→ ASSIGNED TASK 1:
Decide whether each statement below agrees with the Gina Fattore biography. Answer yes or no for each, quoting the deciding words of the text.
(a) Fattore graduated from Columbia University in 1990 as an English major.
(b) Fattore got her first writing credit on Dawson's Creek.
(c) Fattore was nominated for a 2010 Producers Guild Award for her work on Californication.
→ ASSIGNED TASK 2: Write out the part of the Gina Fattore biography from "Her first assignment" up to and including "Parenthood, and Californication.", word for word.

━━━━━ TEXT SEGMENT ━━━━━

- Born: Gina Lynn Fattore June 18, 1968 (age 58) Kankakee, Illinois, USA
- Education: Columbia University (BA)
- Occupation: Television Writer
- Years active: 2000 – present
- Known for: co-creating Dare Me with Megan Abbott

= Gina Fattore =

American film producer (born 1968)

Gina Lynn Fattore (born June 18, 1968, in Kankakee, Illinois, USA) is an American producer known for her creation of USA Network series Dare Me. She was also a producer and writer for popular TV shows such as Dawson's Creek, Gilmore Girls, and Parenthood.

== Biography ==
Fattore grew up in Valparaiso, Indiana. She graduated from Columbia University in 1990 as an English major. Her classmates included television writers Jeff Rake and Academy Award-winning film producer Dede Gardner. After college, she worked at the New York Public Library's fundraising office under Judy Daniels, whose son Greg Daniels would later become creator of The Office. She was encouraged by her then boss to work for her son as an assistant. Fattore accepted the job and relocated to Los Angeles and began her career in the entertainment industry.

Her first assignment was Daniels' King of the Hill, where she got her first writing credit as staff writer. She then joined the crew of Dawson's Creek and rose from a writer to the show's co-executive producer for Season 5 and 6. She wrote the episode titled "True Love," in which a scene showing a crying Dawson Leery became the subject of a longstanding internet meme.

She went on to work on other hit series and became a co-producer and writer of such hit TV shows as Gilmore Girls, Parenthood, and Californication.

In 2012, she signed an overall deal with Universal TV to produce content for the channel and sold a multi-cultural family drama titled Holiday to the network.

In April 2020, she published a novel titled The Spinster Diaries, which follows the life of a fictional Los Angeles television writer as she navigates work, love life, and the diagnosis of a benign tumor that drew parts of the plot from her own life.

In August 2020, Fattore signed an overall deal with Universal Content Productions to create and develop scripted fare for all platforms for the studio.

== Filmography ==

| Year | Title | Notes |
| 2000-2003 | Dawson's Creek | Co-executive producer, co-producer, writer |
| 2003-2004 | Skin | Co-executive producer, writer |
| 2005-2006 | Reunion | Co-executive producer, writer |
| 2006-2007 | Gilmore Girls | Co-executive producer, writer |
| 2007-2009 | Californication | Co-executive producer, writer |
| 2013-2014 | Parenthood | Co-executive producer, writer |
| 2015 | Red Band Society | Writer, 1 episode |
| Masters of Sex | Writer, 1 episode |
| 2016 | Better Things | Writer, 1 episode |
| Unreal | Consulting producer |
| 2019-2020 | Dare Me | Co-creator, executive producer |
| 2026 | Off Campus | Show runner, executive producer |

== Awards and nominations ==
Fattore was nominated for a 2010 Producers Guild Award for her work on Californication and a 2016 Writers Guild of America Award for Television: New Series for writing Better Things.

━━━━━ DATASET ENTRIES ━━━━━

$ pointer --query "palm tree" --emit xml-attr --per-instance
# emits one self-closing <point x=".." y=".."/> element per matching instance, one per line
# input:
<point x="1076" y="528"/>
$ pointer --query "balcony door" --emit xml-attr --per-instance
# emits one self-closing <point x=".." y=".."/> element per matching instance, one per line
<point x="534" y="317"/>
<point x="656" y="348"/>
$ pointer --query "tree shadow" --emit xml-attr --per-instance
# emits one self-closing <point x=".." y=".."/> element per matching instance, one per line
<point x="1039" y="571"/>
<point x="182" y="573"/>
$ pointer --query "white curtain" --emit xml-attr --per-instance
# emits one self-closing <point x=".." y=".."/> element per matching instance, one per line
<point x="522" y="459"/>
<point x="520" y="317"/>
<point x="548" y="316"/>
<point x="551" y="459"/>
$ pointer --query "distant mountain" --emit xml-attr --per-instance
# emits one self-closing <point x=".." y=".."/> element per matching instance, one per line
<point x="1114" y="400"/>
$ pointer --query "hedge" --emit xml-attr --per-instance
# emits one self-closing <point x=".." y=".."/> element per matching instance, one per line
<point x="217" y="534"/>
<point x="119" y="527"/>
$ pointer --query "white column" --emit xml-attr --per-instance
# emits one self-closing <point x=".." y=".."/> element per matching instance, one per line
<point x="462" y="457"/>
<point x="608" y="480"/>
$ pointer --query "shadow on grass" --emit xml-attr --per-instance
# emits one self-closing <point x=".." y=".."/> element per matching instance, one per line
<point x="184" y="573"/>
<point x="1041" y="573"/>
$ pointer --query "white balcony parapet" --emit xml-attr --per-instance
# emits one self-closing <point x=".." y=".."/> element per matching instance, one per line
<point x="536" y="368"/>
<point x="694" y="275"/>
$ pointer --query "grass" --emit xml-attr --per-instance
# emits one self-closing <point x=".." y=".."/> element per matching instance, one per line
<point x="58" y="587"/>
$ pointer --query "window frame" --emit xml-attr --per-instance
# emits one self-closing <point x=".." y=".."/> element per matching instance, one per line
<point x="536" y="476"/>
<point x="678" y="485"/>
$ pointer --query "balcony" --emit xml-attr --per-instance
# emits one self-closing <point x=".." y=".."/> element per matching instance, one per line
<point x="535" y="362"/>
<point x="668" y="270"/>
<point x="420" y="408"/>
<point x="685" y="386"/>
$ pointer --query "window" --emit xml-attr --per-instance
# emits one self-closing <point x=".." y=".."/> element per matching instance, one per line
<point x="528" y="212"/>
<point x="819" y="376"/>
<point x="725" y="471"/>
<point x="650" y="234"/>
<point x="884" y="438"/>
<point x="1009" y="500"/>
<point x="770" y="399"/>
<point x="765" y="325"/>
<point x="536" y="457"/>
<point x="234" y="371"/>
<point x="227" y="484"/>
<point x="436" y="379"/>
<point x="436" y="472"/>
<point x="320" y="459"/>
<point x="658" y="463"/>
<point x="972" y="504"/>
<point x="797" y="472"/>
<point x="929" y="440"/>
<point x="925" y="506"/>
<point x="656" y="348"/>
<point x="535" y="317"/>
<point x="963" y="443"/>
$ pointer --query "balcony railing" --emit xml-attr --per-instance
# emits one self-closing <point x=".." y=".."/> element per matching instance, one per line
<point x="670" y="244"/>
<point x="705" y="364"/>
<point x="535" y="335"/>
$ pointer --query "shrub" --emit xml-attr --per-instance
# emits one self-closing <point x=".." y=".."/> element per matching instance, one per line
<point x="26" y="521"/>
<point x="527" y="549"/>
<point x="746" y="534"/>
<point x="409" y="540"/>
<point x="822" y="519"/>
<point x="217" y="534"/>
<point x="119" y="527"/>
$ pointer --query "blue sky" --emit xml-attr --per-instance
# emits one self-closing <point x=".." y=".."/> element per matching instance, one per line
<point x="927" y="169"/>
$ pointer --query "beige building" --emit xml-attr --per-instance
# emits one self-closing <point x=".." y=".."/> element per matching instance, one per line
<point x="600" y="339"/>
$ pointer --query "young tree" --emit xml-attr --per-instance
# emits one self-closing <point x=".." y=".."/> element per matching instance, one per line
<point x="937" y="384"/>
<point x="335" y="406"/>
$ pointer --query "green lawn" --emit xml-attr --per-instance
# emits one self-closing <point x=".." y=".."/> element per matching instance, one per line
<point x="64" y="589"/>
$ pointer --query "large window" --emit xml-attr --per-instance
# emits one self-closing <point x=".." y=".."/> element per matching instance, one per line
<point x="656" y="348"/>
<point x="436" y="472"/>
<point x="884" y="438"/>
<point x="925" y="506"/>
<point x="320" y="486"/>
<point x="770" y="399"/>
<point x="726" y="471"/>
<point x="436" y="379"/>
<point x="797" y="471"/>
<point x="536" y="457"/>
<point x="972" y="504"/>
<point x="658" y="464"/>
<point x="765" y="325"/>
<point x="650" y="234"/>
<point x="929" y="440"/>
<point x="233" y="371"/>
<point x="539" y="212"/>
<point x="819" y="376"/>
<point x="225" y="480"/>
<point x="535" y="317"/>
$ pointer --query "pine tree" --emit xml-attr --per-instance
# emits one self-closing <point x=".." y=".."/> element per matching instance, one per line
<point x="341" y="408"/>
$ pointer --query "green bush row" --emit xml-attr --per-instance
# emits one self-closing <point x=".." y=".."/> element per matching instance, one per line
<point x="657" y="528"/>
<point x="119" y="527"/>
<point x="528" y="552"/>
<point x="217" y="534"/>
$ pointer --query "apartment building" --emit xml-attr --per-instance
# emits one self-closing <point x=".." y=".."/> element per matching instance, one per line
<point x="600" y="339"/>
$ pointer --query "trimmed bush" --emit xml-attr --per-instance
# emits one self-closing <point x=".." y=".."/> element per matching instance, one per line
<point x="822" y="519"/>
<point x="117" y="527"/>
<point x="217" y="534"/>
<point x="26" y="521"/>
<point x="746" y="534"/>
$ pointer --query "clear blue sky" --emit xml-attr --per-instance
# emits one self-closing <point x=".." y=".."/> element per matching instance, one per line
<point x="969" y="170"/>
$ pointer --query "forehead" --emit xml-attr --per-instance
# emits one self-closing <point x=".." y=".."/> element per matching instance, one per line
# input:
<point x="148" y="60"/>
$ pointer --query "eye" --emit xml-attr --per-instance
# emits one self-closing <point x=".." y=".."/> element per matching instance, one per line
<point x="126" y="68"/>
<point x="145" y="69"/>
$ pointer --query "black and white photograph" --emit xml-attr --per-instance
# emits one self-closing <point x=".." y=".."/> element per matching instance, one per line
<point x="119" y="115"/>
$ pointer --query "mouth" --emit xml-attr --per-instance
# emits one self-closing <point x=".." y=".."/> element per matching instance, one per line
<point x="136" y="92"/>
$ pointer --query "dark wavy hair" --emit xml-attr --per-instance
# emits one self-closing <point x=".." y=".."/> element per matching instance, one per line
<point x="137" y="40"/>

━━━━━

→ YOUR RESPONSE 1:
(a) Yes: "She graduated from Columbia University in 1990 as an English major."
(b) No: "Her first assignment was Daniels' King of the Hill, where she got her first writing credit as staff writer."
(c) Yes: "Fattore was nominated for a 2010 Producers Guild Award for her work on Californication"

→ YOUR RESPONSE 2:
Her first assignment was Daniels' King of the Hill, where she got her first writing credit as staff writer. She then joined the crew of Dawson's Creek and rose from a writer to the show's co-executive producer for Season 5 and 6. She wrote the episode titled "True Love," in which a scene showing a crying Dawson Leery became the subject of a longstanding internet meme.

She went on to work on other hit series and became a co-producer and writer of such hit TV shows as Gilmore Girls, Parenthood, and Californication.